**WHAT THE TASK REQUIRES**
Locate each line in the records that contains the word "distant", and copy every such line.

====

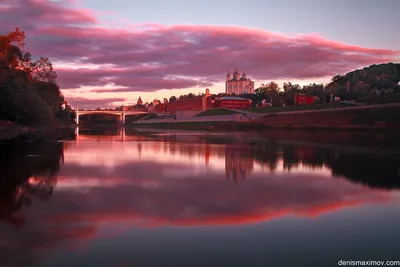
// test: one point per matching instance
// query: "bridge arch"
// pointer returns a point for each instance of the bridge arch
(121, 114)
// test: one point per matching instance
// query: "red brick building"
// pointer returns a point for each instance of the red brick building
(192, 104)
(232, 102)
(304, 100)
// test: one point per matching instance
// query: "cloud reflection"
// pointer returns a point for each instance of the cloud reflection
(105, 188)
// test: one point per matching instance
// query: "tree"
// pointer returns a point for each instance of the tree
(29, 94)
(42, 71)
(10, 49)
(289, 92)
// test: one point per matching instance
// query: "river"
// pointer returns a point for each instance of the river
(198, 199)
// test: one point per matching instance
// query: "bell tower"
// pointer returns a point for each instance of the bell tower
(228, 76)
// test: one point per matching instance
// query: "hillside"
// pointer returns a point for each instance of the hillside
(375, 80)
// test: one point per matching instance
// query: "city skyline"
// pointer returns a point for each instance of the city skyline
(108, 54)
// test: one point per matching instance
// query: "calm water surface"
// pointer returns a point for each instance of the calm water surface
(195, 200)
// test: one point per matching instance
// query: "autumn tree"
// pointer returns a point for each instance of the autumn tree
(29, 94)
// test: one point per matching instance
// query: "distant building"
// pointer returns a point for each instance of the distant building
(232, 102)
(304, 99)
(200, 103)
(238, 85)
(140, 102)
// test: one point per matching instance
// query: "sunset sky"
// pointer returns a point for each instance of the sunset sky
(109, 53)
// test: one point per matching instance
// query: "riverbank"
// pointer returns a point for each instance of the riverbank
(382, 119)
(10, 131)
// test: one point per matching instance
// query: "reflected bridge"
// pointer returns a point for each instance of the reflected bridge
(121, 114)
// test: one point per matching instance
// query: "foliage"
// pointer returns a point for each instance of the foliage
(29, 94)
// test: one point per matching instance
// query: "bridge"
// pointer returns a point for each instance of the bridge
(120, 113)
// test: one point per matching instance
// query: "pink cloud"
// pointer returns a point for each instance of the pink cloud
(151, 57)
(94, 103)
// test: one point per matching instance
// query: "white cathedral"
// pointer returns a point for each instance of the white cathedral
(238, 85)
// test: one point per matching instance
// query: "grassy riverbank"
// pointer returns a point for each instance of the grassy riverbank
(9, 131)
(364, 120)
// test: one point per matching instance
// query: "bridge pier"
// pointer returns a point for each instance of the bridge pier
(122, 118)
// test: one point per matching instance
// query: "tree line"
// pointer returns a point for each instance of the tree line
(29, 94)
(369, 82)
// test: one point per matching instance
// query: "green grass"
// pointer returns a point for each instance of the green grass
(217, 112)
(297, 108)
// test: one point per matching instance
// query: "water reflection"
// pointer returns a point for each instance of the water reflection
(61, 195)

====

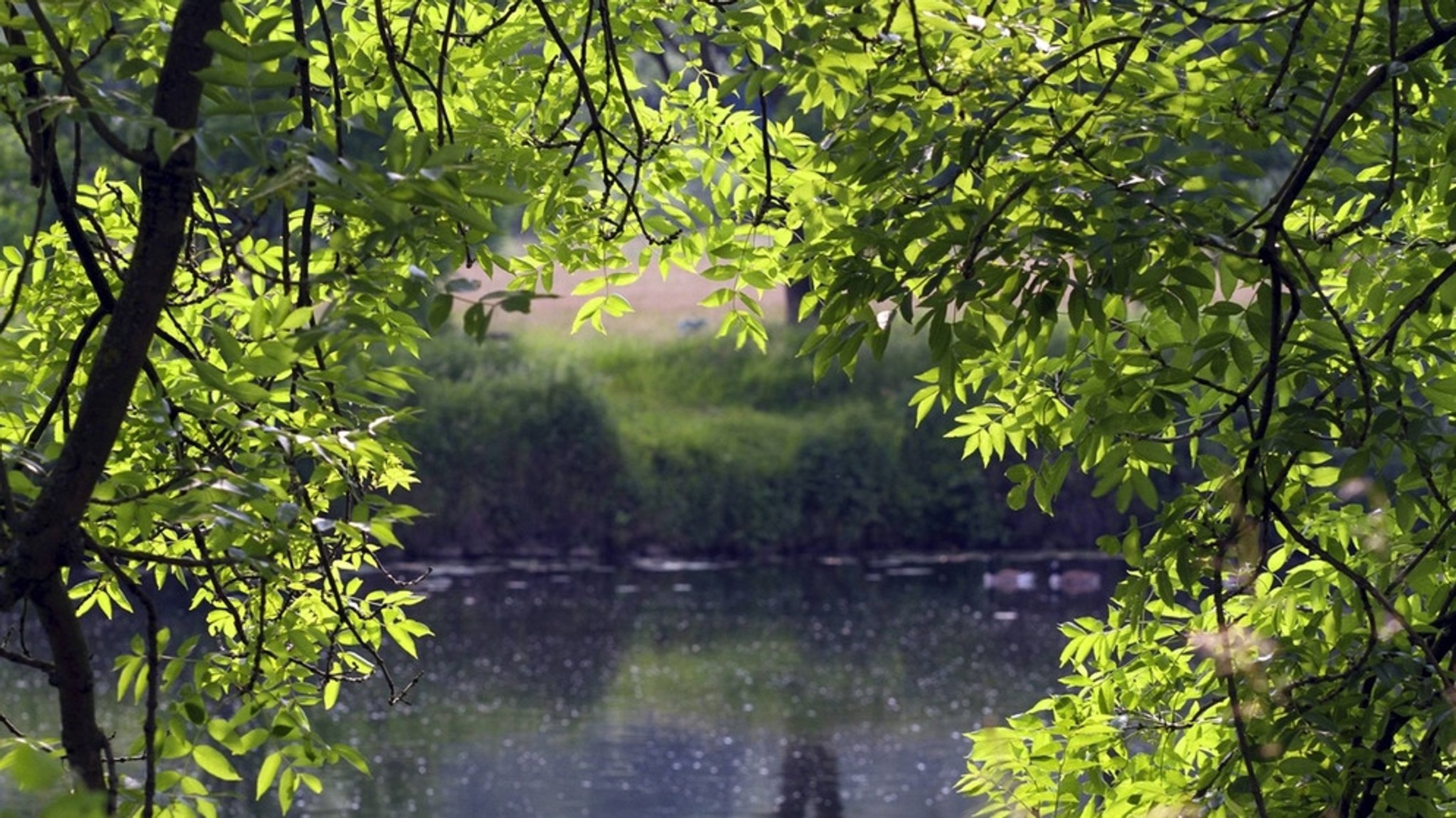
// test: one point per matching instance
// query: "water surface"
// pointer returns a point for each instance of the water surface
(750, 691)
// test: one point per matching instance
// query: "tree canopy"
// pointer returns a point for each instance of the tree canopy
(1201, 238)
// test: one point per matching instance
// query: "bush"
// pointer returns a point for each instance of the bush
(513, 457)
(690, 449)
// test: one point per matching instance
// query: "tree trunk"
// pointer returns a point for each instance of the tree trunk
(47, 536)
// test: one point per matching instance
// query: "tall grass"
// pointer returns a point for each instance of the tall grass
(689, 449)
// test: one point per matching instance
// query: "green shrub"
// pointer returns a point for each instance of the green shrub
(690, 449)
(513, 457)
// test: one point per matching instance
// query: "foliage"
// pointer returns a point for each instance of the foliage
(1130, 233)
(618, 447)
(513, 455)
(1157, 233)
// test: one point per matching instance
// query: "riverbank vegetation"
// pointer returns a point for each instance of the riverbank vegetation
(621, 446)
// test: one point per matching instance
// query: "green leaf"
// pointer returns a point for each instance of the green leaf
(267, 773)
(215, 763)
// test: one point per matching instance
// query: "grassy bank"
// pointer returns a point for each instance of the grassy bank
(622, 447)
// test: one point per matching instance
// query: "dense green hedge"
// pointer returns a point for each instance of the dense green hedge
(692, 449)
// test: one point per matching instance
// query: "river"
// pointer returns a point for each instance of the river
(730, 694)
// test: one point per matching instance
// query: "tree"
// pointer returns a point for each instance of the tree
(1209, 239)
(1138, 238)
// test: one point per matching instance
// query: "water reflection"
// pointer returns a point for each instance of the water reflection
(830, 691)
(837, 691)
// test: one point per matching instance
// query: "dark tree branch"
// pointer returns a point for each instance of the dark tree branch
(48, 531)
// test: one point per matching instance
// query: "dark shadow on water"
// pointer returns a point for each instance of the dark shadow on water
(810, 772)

====

**THE ANSWER**
// query: "distant building"
// pointer returns a point for each instance of the distant building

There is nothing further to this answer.